*À FAIRE*. Exprimez l'ensemble des lignes ci-dessous en CSV à deux colonnes, « texte » et « réponse », avec une rangée pour chaque ligne commençant par [locate]. Mettez chaque champ entre guillemets doubles et remplacez-y les sauts de ligne par des espaces.

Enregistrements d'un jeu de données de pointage
┌──
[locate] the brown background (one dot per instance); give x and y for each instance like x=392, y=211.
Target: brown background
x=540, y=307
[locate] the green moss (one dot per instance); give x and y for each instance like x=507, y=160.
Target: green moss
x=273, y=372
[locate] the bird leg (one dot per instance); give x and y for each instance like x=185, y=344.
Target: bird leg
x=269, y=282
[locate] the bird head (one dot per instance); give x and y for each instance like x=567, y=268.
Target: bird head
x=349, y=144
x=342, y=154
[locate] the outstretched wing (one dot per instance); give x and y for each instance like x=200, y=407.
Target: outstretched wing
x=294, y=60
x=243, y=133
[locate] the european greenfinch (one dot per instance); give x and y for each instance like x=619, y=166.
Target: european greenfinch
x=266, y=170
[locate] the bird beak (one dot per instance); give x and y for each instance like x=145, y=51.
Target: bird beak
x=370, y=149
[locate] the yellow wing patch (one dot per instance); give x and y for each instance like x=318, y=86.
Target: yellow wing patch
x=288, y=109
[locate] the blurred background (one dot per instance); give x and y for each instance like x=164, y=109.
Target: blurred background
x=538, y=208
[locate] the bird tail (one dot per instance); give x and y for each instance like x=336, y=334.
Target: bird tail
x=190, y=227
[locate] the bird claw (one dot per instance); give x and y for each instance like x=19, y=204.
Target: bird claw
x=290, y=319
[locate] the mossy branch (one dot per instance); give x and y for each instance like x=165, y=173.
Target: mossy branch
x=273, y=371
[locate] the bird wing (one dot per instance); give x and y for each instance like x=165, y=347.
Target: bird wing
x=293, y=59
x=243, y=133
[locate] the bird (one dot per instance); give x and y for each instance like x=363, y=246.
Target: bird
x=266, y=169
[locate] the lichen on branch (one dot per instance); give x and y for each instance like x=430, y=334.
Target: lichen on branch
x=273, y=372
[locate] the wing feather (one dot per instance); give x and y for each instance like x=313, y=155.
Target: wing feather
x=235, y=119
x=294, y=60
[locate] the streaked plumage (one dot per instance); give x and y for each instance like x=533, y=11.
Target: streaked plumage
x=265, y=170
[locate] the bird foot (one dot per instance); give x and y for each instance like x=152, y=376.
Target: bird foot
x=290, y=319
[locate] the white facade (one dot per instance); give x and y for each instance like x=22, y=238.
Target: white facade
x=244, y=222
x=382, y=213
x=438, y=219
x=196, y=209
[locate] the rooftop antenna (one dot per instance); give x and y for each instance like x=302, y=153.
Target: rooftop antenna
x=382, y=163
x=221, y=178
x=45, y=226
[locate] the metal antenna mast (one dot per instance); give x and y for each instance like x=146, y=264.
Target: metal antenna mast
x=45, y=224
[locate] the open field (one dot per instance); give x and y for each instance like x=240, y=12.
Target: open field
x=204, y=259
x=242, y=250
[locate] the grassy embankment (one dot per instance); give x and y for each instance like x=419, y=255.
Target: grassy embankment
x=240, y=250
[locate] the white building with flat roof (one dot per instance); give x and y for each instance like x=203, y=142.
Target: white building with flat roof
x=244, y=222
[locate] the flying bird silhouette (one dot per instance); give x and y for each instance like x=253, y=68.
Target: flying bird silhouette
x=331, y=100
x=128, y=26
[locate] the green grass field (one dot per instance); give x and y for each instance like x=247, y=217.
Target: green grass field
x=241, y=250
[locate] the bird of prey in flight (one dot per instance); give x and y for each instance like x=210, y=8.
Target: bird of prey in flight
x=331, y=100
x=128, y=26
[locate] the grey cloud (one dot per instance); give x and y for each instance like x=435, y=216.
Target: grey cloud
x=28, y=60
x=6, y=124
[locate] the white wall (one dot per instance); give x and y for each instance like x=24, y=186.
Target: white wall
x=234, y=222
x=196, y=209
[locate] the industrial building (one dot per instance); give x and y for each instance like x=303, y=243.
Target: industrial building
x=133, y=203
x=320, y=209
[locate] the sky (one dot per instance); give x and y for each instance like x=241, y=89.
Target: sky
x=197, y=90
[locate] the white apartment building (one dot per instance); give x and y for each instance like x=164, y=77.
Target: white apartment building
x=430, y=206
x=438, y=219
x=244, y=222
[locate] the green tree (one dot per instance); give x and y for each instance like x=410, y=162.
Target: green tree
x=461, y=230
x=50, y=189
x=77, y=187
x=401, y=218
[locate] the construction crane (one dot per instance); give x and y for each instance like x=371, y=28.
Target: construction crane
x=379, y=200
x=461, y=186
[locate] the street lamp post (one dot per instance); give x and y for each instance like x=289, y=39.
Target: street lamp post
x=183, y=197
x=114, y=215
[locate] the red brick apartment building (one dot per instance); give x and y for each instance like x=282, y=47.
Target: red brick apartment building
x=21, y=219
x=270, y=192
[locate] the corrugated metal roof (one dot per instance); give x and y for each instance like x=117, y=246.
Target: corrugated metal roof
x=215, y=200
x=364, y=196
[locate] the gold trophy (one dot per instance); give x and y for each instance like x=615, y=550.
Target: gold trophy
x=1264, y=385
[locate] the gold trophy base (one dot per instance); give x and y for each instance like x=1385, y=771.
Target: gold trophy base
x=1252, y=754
└──
*RÉPONSE RÉDIGÉE*.
texte,réponse
"[locate] the brown background (one dot per instance); give x and y for each instance like x=392, y=211. Target: brown background","x=540, y=307"
"[locate] the green moss (one dot per instance); give x and y for each instance like x=507, y=160. Target: green moss","x=273, y=372"
"[locate] the bird leg (one dot per instance); give x and y for each instance like x=185, y=344. Target: bird leg","x=269, y=282"
"[locate] the bird head (one dot per instance); give x and y for each instance like x=567, y=268. Target: bird head","x=349, y=144 x=342, y=154"
"[locate] the outstretched wing (one dot per instance); give x and y for each instance like x=200, y=407. Target: outstretched wing","x=294, y=60 x=243, y=133"
"[locate] the european greenfinch (one dot per instance); give x and y for each instance like x=619, y=166. Target: european greenfinch","x=266, y=170"
"[locate] the bird beak (one dot per instance); give x and y for each instance like x=145, y=51. Target: bird beak","x=370, y=149"
"[locate] the yellow wing patch (one dot per instance); give x and y for each instance like x=318, y=86. Target: yellow wing patch","x=288, y=109"
"[locate] the blurred background (one dot per instance); give x and y for each instance like x=164, y=109. Target: blurred background","x=538, y=208"
"[locate] the bird tail (one dot per instance); give x and y for each instance like x=336, y=334. Target: bird tail","x=190, y=227"
"[locate] the bird claw (one dot per instance); give x and y for each instance like x=19, y=204. Target: bird claw","x=290, y=319"
"[locate] the mossy branch (one dot per instance); give x and y for each instance like x=165, y=173. Target: mossy branch","x=273, y=371"
"[locate] the bird wing (one dot per instance); give x and y for each instance like x=165, y=347. Target: bird wing","x=293, y=59 x=243, y=133"
"[locate] the bird (one dot per instance); give x and y for each instance like x=363, y=246. Target: bird","x=266, y=169"
"[locate] the lichen on branch (one dot per instance); give x and y for each instance like x=430, y=334. Target: lichen on branch","x=273, y=372"
"[locate] the wing feather (one dot per instance); give x and y for each instance like x=313, y=155. Target: wing feather","x=235, y=119 x=294, y=60"
"[locate] the streaked plumage (one dot per instance); give x and y for each instance like x=533, y=11. Target: streaked plumage","x=265, y=170"
"[locate] the bird foot (one dot per instance); give x and y for each instance like x=152, y=376. Target: bird foot","x=290, y=319"
"[locate] the white facade (one dot per instance); give x and y for each instance like x=22, y=238. Target: white facade","x=244, y=222 x=382, y=213 x=438, y=219 x=196, y=209"
"[locate] the rooftop antenna (one dot per instance); give x and y for each instance like x=302, y=153. Target: rooftop antenna","x=382, y=163 x=221, y=178 x=45, y=226"
"[locate] the metal antenna mast (one dot per instance); give x and y for each instance like x=146, y=264. Target: metal antenna mast","x=45, y=224"
"[locate] the open field (one dot per instance); give x and y for each instance like x=240, y=12. Target: open field","x=204, y=259 x=242, y=250"
"[locate] the grassy embankment (one dot per instance); give x and y for each instance like x=419, y=255. Target: grassy embankment","x=240, y=250"
"[locate] the white building with flat roof (one dot per instance); give x and y for each instance like x=203, y=142. Target: white building with flat roof","x=244, y=222"
"[locate] the flying bird silhouette (one dot per instance); give x and y for each instance like x=253, y=68. Target: flying bird silhouette","x=331, y=100 x=128, y=26"
"[locate] the green grass field (one dot per instance); give x and y for each instance like x=247, y=217. Target: green grass field","x=241, y=250"
"[locate] the bird of prey in flight (one dot per instance); give x and y for each instance like x=210, y=8. Target: bird of prey in flight","x=331, y=100 x=128, y=26"
"[locate] the grey cloud (one dot per instance); give x and y for each instance like x=435, y=216. Target: grey cloud","x=28, y=60 x=6, y=124"
"[locate] the white wall (one dot per instance); give x and y for each instance like x=24, y=186. Target: white wall","x=234, y=222 x=196, y=209"
"[locate] the industrial building (one dot per instance); give x and y for each instance like x=303, y=243. Target: industrial building","x=133, y=203 x=320, y=209"
"[locate] the sky (one dot per instance); give x and y for each instance like x=241, y=89. Target: sky","x=197, y=90"
"[locate] the white apartment building (one dot per instance); give x and y for each instance like x=164, y=77. Target: white apartment building","x=430, y=206 x=438, y=219 x=244, y=222"
"[locate] the green tree (one dot per instance); give x and y for each instance like x=410, y=162. Target: green tree","x=461, y=230 x=50, y=189 x=77, y=187 x=401, y=218"
"[locate] the construction crane (one dot per instance); give x and y for each instance like x=371, y=28. Target: construction crane","x=379, y=200 x=461, y=186"
"[locate] the street lamp post (one dot per instance); give x and y for each instance like x=289, y=39. Target: street lamp post","x=183, y=197 x=114, y=215"
"[locate] the red brick apartment building (one dot per instance); give x and y for each instance like x=282, y=47. Target: red brick apartment building","x=21, y=219 x=270, y=192"
"[locate] the corrugated metal roof (one dot per instance); give x and y for each instance like x=117, y=246. Target: corrugated metal roof","x=215, y=200 x=364, y=196"
"[locate] the gold trophy (one dot per instance); give x and y for each instance like x=615, y=550. Target: gold trophy","x=1264, y=385"
"[locate] the gold trophy base (one dot per instance); give x and y for each instance like x=1385, y=771. Target: gold trophy base","x=1252, y=754"